## WHAT YOU NEED TO DO
1. In the text about deep copying C structs, what result did the first version of the program produce?
2. Pick up the text about deep copying C structs after its final sentence and continue writing it.

## PROVIDED TEXT
-- BEGIN --
I wanted to deep copy a struct to another struct for reasons...
Following the second answer to "Deep copying structs with char arrays in C (How to copy the arrays?") I concocted the following example:
#include <inttypes.h>
#include <stdlib.h>
#include <stdio.h>
#define THE_ARRAY_SIZE 10
struct the_struct
{
uint64_t the_member;
};
typedef struct the_struct the_struct_type;
the_struct_type *the_function(the_struct_type *the_parameter)
{
the_struct_type *the_returned_variable = NULL;
*the_returned_variable = *the_parameter;
return the_returned_variable;
}
void the_show( the_struct_type *the_parameter)
{
printf( "the_member is %" PRIu64 "\n", the_parameter->the_member);
}
int main(int argc, char *argv[]) {
the_struct_type the_source;
the_struct_type *the_target = NULL;
the_source.the_member = 7777777;
the_target = the_function(&the_source);
the_show(the_target);
}
The result was:
Segmentation fault (core dumped)
Out of despair I commented the innards of the function. It was as if an invisible hand was guiding my actions. :)
the_struct_type *the_function(the_struct_type *the_parameter)
{
//the_struct_type *the_returned_variable = NULL;
//*the_returned_variable = *the_parameter;
//return the_returned_variable;
}
And, out of the blue, the result was the desired—not sure if what I expected, though:
the_member is 7777777
I verified this behavior defining more complex structs, containing arrays (but not pointers). This unexpected behavior allowed me to create also arrays of structs by adding the following code to main:
int main (int argc, char *argv[]) {
/* */
the_struct_type *the_array_of_struct_type = calloc(THE_ARRAY_SIZE, sizeof *the_array_of_struct_type);
the_array_of_struct_type[0] = *the_target;
the_show( &the_array_of_struct_type[0] );
the_source.the_member = 123456;
the_target = the_function( &the_source );
the_show(the_target);
the_array_of_struct_type[1] = *the_target;
the_show( &the_array_of_struct_type[1] );
the_show( &the_array_of_struct_type[0] );
}
Resulting in:
the_member is 7777777
the_member is 7777777
the_member is 123456
the_member is 123456
the_member is 7777777
From the first answer to "Empty return in non-void function, is undefined behaviour?" I understand this is a constraint violation, but the result is that this non-void C empty function without return statement is deep copying the input struct to the output struct.
-- END --
## Extracted records
-- BEGIN --
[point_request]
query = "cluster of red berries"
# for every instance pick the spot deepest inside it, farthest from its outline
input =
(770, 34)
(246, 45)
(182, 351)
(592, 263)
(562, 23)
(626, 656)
-- END --
## RESULTS BY TASK
1. Segmentation fault (core dumped)

2.
I am just going to leave this here, just in case it could be of use for anyone else. But is there more than meets the eye here?
I guess that the compiler is the key here: I am using gcc 7.4.0 under Cygwin x86_64 3.0.7(0.338/5/3) and Windows 10. I compile with a terse:
> gcc code.c -o executable.exe
> gcc -v
Using built-in specs.
COLLECT_GCC=gcc
COLLECT_LTO_WRAPPER=/usr/lib/gcc/x86_64-pc-cygwin/7.4.0/lto-wrapper.exe
Target: x86_64-pc-cygwin
Configured with: /cygdrive/i/szsz/tmpp/gcc/gcc-7.4.0-1.x86_64/src/gcc-7.4.0/configure --srcdir=/cygdrive/i/szsz/tmpp/gcc/gcc-7.4.0-1.x86_64/src/gcc-7.4.0 --prefix=/usr --exec-prefix=/usr --localstatedir=/var --sysconfdir=/etc --docdir=/usr/share/doc/gcc --htmldir=/usr/share/doc/gcc/html -C --build=x86_64-pc-cygwin --host=x86_64-pc-cygwin --target=x86_64-pc-cygwin --without-libiconv-prefix --without-libintl-prefix --libexecdir=/usr/lib --enable-shared --enable-shared-libgcc --enable-static --enable-version-specific-runtime-libs --enable-bootstrap --enable-__cxa_atexit --with-dwarf2 --with-tune=generic --enable-languages=ada,c,c++,fortran,lto,objc,obj-c++ --enable-graphite --enable-threads=posix --enable-libatomic --enable-libcilkrts --enable-libgomp --enable-libitm --enable-libquadmath --enable-libquadmath-support --disable-libssp --enable-libada --disable-symvers --with-gnu-ld --with-gnu-as --with-cloog-include=/usr/include/cloog-isl --without-libiconv-prefix --without-libintl-prefix --with-system-zlib --enable-linker-build-id --with-default-libstdcxx-abi=gcc4-compatible --enable-libstdcxx-filesystem-ts
Thread model: posix
gcc version 7.4.0 (GCC)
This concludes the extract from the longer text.